• [Data to use]:
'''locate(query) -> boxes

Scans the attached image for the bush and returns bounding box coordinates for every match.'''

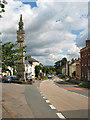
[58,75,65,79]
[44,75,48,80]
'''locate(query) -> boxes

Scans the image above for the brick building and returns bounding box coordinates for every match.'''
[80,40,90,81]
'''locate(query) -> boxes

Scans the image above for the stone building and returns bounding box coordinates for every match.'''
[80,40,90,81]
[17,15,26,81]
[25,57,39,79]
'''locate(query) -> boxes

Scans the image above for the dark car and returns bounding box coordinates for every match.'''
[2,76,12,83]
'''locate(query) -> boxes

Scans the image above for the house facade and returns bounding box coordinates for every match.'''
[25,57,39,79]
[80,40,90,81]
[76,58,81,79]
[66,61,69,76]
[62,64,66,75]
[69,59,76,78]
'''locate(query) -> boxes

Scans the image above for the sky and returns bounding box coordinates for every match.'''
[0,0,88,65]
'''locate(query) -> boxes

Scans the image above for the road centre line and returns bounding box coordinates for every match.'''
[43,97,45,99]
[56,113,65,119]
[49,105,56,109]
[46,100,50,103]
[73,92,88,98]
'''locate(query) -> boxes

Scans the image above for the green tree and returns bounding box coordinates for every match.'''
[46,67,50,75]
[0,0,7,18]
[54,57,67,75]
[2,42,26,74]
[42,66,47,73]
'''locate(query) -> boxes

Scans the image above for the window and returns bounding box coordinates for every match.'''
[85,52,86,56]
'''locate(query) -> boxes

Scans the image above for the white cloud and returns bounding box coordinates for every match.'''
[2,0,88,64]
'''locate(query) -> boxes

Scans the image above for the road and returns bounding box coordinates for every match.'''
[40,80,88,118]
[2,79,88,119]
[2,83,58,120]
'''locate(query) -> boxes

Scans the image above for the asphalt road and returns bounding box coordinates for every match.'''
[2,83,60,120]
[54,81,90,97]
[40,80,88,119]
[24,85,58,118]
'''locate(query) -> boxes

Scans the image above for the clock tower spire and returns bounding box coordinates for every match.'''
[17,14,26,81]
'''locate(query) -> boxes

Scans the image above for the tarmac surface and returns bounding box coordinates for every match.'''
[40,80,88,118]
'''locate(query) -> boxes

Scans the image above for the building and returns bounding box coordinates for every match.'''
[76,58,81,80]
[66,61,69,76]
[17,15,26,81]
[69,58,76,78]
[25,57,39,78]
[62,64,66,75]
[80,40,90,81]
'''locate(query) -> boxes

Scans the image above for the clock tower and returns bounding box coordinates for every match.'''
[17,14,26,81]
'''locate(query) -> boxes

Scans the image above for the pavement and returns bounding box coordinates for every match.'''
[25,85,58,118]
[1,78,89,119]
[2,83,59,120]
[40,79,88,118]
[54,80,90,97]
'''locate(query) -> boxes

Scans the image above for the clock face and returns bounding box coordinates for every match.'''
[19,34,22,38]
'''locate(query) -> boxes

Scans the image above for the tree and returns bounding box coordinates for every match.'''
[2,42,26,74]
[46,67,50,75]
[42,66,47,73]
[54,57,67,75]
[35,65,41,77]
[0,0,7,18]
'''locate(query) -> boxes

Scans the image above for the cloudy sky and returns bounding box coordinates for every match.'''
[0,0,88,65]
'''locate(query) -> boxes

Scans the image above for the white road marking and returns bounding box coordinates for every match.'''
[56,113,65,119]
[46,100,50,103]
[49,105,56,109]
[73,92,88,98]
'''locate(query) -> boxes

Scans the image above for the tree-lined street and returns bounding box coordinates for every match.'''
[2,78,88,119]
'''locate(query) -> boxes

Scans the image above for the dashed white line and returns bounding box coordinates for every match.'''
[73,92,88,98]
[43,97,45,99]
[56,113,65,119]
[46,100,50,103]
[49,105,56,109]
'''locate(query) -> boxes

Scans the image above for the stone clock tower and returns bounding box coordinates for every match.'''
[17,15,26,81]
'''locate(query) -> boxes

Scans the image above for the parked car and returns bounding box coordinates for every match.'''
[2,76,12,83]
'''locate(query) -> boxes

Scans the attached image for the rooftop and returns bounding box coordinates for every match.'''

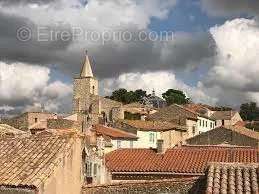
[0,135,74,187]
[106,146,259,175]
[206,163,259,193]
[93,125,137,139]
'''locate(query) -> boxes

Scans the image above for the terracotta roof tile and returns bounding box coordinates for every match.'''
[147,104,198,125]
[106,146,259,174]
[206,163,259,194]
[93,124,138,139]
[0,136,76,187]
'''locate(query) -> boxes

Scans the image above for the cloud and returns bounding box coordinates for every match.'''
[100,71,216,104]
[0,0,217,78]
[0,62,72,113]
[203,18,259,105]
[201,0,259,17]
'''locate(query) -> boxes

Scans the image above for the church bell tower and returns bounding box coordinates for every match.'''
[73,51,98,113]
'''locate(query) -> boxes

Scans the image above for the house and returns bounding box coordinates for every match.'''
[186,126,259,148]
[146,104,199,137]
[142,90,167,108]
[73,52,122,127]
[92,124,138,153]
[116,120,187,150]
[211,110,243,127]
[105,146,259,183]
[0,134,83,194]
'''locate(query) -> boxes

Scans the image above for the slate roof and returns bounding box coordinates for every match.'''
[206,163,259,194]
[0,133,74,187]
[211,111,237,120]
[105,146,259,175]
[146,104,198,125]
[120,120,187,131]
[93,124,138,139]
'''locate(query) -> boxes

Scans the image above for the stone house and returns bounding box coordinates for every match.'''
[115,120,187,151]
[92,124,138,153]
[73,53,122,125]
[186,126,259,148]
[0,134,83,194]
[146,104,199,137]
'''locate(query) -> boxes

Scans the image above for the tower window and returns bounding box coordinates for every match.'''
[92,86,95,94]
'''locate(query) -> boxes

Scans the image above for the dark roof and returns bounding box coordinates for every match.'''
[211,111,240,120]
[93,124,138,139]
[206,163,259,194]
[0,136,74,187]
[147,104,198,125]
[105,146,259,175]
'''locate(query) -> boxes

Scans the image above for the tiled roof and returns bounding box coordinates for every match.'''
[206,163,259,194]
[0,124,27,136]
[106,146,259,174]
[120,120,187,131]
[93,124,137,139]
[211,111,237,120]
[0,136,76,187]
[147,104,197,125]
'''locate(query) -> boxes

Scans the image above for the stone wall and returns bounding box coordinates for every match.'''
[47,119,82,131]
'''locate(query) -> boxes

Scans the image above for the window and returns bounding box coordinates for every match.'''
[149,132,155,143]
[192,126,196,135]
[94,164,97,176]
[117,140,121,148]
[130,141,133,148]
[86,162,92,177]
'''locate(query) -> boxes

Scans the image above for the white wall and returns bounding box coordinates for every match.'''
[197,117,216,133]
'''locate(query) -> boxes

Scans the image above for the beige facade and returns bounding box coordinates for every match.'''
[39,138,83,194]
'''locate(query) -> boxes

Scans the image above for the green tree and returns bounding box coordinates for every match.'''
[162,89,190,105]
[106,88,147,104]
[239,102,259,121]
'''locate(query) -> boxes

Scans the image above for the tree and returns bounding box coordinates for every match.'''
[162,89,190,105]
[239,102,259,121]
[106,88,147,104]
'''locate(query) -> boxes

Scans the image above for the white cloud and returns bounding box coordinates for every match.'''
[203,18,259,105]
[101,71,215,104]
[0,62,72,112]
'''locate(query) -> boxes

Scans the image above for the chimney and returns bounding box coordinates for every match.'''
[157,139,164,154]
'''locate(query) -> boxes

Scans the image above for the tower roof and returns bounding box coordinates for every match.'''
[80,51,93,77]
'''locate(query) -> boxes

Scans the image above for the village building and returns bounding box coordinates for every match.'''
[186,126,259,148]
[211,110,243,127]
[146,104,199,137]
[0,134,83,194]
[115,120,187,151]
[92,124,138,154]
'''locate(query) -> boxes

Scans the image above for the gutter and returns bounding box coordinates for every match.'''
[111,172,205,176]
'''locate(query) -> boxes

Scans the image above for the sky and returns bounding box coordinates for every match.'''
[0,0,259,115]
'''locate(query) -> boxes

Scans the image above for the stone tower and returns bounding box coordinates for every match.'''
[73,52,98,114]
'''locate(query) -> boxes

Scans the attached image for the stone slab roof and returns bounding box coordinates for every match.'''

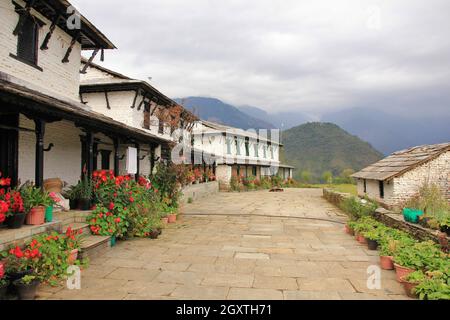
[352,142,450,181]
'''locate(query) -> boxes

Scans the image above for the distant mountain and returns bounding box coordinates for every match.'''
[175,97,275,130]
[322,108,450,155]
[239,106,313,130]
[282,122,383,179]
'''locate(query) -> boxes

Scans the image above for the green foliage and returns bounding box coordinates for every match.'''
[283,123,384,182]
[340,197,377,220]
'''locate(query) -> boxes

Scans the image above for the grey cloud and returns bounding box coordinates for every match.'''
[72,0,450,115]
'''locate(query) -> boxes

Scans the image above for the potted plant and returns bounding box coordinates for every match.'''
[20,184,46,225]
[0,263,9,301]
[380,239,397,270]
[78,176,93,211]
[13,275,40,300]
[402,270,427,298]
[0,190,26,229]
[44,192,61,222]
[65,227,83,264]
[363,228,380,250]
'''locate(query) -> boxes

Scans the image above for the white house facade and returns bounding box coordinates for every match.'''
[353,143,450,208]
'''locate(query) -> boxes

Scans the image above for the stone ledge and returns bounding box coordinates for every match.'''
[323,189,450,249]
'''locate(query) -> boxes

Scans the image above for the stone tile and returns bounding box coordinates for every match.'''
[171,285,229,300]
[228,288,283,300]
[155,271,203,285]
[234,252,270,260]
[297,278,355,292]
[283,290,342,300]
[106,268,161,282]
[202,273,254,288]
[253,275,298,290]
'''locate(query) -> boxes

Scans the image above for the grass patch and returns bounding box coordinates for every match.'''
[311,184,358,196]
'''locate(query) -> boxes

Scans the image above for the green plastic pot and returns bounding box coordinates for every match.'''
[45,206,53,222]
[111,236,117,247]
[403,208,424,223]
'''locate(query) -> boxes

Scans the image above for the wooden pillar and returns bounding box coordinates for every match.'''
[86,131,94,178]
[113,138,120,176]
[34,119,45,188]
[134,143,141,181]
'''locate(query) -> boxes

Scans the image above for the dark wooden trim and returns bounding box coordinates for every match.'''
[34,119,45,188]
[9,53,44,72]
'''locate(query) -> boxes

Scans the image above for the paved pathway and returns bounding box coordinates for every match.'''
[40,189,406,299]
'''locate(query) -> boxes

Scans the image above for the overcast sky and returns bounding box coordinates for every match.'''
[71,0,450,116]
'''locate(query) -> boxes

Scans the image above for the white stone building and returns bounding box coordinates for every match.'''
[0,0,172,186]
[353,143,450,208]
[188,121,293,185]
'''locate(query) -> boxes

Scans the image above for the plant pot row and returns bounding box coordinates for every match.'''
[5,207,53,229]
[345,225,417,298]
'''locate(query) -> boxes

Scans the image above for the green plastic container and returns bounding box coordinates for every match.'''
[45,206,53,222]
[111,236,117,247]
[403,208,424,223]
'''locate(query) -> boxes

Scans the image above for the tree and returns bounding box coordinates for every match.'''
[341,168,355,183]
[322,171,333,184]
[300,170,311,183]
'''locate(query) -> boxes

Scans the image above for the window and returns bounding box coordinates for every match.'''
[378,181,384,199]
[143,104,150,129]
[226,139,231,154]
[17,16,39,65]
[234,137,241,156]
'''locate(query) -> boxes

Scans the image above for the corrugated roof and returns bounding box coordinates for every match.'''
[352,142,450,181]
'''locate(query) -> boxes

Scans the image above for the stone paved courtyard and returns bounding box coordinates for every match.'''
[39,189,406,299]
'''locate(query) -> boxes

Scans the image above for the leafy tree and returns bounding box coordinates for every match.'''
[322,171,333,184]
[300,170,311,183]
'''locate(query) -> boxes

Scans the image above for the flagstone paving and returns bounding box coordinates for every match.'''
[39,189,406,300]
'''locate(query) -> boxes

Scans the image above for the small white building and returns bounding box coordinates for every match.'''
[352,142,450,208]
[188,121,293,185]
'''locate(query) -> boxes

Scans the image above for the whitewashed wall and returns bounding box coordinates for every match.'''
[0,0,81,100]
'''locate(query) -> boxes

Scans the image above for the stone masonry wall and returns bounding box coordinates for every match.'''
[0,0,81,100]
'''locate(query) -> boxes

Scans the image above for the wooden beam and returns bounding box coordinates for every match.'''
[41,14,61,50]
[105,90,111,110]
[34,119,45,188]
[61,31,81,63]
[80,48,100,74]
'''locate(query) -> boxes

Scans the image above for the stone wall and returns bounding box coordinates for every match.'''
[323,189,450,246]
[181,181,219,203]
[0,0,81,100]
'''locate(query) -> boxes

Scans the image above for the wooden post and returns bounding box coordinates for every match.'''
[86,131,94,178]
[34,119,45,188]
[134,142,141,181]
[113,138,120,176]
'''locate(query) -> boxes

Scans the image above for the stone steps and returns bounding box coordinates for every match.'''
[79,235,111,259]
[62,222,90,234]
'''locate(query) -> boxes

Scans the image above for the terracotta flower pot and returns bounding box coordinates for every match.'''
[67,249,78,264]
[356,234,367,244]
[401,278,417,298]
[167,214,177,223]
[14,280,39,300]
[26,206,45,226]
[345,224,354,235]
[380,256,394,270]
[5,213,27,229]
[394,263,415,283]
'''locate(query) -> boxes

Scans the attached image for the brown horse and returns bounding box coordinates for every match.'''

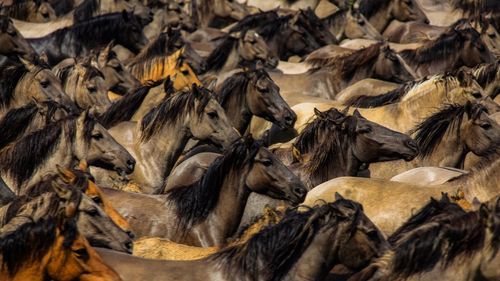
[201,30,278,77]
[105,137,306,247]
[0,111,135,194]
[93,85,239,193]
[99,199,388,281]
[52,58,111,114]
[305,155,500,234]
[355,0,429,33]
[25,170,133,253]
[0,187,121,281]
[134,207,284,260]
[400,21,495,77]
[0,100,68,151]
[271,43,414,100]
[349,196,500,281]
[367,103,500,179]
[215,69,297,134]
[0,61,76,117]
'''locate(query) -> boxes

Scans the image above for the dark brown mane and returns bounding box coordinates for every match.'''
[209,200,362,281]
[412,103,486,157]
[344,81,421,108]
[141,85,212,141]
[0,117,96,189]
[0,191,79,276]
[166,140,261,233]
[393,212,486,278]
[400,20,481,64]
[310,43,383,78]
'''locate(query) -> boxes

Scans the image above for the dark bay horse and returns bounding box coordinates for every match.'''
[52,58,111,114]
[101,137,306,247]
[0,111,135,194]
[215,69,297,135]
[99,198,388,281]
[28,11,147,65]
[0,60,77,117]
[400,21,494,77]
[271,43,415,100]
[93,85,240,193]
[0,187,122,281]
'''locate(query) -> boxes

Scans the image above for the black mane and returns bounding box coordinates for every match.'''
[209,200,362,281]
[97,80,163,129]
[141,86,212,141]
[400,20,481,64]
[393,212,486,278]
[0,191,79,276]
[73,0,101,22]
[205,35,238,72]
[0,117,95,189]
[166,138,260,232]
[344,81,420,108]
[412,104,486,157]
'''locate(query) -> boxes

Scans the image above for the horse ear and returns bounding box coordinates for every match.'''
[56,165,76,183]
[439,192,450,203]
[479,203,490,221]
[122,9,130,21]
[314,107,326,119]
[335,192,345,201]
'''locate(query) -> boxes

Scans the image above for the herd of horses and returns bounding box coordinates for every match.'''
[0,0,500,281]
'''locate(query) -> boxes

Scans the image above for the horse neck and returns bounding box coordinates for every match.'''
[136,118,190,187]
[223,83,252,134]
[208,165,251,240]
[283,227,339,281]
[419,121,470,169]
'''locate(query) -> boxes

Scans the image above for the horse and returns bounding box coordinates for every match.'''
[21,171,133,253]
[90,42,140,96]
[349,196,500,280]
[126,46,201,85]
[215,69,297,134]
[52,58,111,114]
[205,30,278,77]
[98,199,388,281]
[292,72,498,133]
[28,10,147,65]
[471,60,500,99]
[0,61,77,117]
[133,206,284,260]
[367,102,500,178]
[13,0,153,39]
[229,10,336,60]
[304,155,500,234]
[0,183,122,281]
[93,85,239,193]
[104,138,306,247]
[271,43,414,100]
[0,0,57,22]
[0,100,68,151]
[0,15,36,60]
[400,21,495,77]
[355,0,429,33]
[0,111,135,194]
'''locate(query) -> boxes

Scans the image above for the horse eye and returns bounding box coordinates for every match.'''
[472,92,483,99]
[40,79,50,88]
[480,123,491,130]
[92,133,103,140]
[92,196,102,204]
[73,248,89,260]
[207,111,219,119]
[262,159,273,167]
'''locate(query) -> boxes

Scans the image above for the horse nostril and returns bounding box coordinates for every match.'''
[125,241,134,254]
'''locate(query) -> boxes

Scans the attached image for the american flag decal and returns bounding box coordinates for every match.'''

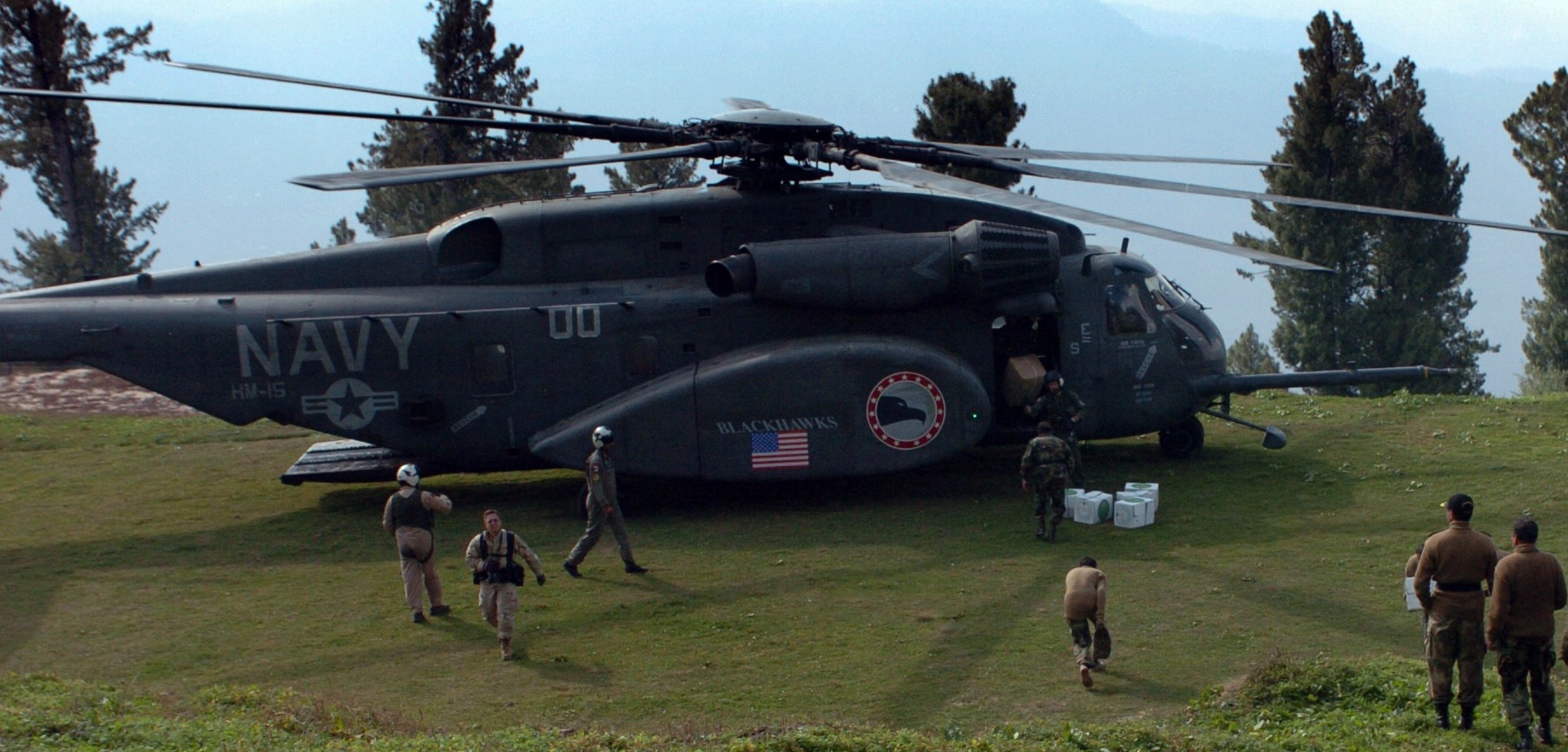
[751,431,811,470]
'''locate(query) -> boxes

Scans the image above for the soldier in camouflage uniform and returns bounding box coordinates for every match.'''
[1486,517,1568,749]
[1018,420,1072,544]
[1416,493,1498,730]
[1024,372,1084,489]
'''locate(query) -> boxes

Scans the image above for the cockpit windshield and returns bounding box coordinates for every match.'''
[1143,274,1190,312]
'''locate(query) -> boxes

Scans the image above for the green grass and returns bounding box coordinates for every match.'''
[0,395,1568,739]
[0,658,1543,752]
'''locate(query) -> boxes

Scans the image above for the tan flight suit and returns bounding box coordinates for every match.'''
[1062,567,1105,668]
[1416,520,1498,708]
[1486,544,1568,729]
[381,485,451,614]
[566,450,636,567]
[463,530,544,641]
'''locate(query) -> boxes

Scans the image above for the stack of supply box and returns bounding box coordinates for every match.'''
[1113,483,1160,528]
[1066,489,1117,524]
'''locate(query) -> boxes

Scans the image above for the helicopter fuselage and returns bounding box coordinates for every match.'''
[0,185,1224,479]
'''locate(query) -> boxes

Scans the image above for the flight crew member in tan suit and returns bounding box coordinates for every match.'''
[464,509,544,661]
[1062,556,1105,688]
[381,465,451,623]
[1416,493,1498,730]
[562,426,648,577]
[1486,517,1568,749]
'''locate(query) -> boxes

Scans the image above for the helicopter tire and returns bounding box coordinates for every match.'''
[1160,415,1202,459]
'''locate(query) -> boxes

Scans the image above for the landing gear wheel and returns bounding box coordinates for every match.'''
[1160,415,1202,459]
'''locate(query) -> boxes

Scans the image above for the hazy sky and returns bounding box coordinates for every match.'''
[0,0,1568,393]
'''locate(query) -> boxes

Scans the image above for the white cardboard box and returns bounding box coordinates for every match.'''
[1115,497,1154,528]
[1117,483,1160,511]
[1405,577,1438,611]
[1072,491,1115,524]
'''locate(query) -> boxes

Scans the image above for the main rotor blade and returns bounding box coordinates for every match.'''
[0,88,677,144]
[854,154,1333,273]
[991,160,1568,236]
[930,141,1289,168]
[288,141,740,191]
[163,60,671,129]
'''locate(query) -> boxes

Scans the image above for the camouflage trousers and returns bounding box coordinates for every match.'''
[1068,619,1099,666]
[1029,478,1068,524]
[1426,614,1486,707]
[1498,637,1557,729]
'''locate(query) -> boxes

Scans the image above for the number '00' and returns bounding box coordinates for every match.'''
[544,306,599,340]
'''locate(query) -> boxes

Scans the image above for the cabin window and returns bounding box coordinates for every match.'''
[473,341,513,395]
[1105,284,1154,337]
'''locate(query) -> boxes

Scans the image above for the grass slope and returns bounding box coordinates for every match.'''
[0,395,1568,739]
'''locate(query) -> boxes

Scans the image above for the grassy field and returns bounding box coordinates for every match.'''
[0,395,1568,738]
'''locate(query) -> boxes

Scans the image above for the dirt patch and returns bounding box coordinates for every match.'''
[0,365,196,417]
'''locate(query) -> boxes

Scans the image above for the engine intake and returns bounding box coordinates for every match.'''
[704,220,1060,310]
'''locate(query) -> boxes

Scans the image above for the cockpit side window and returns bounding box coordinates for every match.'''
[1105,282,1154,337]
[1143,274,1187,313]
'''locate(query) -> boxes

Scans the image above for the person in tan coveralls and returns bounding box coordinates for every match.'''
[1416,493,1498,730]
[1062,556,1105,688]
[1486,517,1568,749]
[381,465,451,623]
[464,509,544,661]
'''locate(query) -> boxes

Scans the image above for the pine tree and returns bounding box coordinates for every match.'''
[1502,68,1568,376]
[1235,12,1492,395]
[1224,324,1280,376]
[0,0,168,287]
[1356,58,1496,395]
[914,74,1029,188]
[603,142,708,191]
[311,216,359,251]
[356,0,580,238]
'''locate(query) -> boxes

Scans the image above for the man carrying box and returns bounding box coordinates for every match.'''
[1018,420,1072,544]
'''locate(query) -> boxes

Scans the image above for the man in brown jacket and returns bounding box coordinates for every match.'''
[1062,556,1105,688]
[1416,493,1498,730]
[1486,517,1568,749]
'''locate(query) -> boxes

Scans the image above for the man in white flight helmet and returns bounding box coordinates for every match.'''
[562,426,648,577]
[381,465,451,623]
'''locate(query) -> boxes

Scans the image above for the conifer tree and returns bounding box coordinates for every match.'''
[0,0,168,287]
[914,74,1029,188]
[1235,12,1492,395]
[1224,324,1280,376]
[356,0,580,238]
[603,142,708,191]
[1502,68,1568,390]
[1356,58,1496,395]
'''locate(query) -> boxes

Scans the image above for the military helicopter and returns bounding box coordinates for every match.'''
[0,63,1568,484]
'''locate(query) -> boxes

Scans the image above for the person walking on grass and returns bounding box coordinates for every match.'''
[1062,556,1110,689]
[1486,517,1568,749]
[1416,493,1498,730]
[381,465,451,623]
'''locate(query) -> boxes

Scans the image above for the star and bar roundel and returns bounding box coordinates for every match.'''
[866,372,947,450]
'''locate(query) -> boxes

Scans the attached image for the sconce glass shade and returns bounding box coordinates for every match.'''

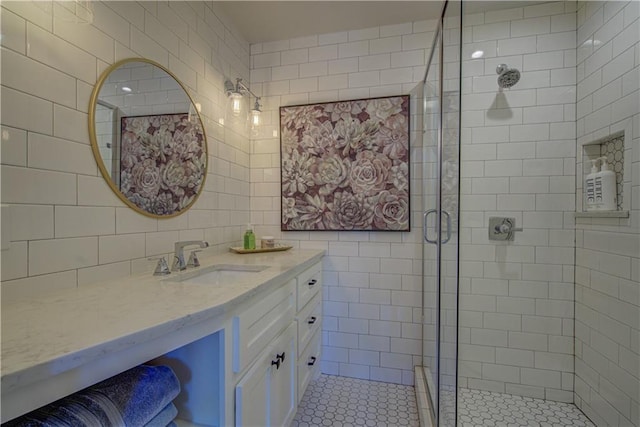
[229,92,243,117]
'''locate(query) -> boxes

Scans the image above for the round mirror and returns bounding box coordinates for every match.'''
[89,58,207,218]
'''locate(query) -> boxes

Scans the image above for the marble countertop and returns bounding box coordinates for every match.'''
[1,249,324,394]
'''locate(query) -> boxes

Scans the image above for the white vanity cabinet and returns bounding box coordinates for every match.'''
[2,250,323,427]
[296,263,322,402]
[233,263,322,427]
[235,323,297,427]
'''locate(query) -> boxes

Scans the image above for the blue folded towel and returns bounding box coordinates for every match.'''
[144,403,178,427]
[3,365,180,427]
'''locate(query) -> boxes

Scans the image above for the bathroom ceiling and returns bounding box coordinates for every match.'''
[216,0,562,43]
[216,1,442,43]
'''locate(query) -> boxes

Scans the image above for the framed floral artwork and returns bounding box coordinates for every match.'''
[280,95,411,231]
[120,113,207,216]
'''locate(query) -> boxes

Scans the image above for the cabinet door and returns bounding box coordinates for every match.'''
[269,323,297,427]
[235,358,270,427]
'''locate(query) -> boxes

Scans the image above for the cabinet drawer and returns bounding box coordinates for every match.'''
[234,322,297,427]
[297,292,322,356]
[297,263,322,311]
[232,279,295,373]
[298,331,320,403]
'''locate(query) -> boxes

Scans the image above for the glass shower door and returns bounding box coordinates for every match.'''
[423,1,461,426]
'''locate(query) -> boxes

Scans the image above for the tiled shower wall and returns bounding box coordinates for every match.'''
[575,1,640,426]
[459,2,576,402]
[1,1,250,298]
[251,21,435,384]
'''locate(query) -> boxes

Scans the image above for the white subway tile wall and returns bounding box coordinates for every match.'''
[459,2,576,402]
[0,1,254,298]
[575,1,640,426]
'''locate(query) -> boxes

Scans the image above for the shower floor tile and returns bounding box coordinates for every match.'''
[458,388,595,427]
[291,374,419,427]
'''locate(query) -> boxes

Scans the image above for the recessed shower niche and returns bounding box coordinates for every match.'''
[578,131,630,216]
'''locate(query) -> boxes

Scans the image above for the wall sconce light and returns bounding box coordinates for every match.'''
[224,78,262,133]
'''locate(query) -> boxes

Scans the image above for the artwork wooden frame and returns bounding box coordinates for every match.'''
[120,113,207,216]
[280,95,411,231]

• [Directions for this task]:
Offset the bounding box coordinates by -18 and reproduce the records starting at the beginning and ending at the line containing "[44,75,48,80]", with the requests included and every coordinate in the answers reduced by 18. Omit the pictures from your reproduction.

• [Output of the task]:
'''locate(query) -> boxes

Scans the attached image for the bush and returns bounding box coordinates for every match.'''

[40,57,47,61]
[26,57,30,62]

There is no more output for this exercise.